Stored data entries:
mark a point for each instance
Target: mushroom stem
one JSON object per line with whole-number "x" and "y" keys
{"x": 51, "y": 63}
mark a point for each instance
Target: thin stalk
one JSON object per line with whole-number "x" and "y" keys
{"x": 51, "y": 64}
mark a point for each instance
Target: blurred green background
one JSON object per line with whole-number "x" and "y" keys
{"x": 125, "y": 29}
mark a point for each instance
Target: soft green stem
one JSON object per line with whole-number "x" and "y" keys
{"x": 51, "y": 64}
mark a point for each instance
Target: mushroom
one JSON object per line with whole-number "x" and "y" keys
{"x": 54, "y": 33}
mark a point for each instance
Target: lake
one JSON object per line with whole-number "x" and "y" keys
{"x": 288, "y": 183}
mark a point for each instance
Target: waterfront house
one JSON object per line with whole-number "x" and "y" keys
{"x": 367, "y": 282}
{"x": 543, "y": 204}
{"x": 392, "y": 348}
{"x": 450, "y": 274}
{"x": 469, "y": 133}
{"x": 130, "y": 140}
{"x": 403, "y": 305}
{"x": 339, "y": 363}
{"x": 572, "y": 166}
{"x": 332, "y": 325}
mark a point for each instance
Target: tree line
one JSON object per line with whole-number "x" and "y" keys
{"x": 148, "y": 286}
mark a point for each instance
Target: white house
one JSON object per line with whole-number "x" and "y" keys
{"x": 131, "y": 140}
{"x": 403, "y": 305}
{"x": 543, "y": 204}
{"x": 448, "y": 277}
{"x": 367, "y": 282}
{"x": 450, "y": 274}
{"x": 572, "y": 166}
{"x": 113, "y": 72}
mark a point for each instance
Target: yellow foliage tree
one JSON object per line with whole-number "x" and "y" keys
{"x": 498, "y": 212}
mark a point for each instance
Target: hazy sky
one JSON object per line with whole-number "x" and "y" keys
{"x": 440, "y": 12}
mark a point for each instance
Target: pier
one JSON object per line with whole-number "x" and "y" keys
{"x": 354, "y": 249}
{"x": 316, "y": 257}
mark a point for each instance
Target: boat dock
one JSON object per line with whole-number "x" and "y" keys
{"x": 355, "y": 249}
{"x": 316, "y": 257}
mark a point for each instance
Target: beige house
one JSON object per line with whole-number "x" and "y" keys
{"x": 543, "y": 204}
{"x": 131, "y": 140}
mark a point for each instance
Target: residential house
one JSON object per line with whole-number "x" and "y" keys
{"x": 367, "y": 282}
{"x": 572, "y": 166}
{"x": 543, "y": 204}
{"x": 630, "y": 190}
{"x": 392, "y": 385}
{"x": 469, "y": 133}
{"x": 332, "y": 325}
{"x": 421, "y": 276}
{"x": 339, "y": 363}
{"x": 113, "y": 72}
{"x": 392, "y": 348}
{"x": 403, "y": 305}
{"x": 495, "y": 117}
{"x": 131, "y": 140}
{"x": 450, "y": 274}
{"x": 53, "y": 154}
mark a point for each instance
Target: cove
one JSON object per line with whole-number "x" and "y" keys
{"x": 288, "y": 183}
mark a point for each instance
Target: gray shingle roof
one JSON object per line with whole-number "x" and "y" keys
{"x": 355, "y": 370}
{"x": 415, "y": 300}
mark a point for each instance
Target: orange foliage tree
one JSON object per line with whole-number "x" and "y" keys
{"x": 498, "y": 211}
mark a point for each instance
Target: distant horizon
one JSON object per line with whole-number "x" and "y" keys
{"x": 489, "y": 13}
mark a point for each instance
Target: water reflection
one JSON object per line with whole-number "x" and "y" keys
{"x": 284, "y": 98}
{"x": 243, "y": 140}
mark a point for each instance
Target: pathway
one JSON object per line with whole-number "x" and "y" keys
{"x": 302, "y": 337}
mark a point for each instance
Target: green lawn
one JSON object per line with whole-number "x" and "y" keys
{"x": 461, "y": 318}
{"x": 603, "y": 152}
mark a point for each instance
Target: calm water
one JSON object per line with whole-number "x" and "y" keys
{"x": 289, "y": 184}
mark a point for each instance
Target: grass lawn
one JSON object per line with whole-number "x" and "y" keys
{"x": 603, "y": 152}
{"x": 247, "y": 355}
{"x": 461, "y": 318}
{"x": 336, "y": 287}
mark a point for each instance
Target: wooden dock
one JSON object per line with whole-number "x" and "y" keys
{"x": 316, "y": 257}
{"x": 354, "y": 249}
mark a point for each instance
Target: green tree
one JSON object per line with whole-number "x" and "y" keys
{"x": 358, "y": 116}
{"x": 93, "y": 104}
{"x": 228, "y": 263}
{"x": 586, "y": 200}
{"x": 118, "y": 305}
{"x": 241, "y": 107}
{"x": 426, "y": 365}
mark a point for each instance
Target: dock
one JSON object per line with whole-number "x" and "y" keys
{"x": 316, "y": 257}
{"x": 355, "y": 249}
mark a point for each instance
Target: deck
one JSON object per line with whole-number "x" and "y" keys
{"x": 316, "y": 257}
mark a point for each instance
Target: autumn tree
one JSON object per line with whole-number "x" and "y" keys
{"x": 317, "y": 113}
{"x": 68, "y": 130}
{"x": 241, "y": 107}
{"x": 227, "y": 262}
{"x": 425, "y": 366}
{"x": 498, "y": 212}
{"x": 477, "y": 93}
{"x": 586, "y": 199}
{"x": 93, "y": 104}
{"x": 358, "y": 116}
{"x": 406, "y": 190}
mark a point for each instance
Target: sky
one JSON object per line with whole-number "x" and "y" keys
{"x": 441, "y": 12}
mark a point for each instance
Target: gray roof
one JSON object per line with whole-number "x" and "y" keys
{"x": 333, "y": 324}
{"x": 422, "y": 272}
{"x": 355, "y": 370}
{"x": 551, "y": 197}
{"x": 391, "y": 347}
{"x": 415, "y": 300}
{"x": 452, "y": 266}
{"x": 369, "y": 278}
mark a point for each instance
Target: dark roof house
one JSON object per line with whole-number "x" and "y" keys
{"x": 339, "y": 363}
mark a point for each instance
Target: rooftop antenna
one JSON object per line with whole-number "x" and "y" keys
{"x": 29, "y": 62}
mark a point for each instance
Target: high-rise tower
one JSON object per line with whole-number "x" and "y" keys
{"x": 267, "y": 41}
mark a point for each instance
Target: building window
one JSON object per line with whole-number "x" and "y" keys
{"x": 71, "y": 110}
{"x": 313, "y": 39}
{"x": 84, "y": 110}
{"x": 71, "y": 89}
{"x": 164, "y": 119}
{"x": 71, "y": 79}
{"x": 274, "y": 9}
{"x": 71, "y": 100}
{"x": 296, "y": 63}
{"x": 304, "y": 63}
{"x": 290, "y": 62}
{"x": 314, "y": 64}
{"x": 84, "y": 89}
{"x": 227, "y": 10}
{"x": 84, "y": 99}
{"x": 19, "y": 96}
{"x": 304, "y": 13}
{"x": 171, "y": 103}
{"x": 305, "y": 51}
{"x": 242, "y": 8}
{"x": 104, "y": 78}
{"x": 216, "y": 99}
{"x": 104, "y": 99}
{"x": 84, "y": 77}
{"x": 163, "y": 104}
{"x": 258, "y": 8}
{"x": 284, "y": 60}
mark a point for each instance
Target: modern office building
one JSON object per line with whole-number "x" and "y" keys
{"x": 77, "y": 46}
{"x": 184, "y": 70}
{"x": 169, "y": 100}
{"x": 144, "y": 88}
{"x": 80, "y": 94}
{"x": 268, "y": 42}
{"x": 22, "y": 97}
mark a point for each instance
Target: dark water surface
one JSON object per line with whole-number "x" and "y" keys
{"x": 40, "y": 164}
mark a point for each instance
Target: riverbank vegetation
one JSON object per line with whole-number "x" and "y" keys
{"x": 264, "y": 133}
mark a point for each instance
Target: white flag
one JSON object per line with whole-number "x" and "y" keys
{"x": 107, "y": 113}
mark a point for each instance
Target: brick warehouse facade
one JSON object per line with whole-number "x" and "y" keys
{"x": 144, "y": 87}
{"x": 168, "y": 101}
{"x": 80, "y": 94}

§ Problem to solve
State how many lines of the records above contain the word "lawn", giving only that number.

§ Output of the exercise
2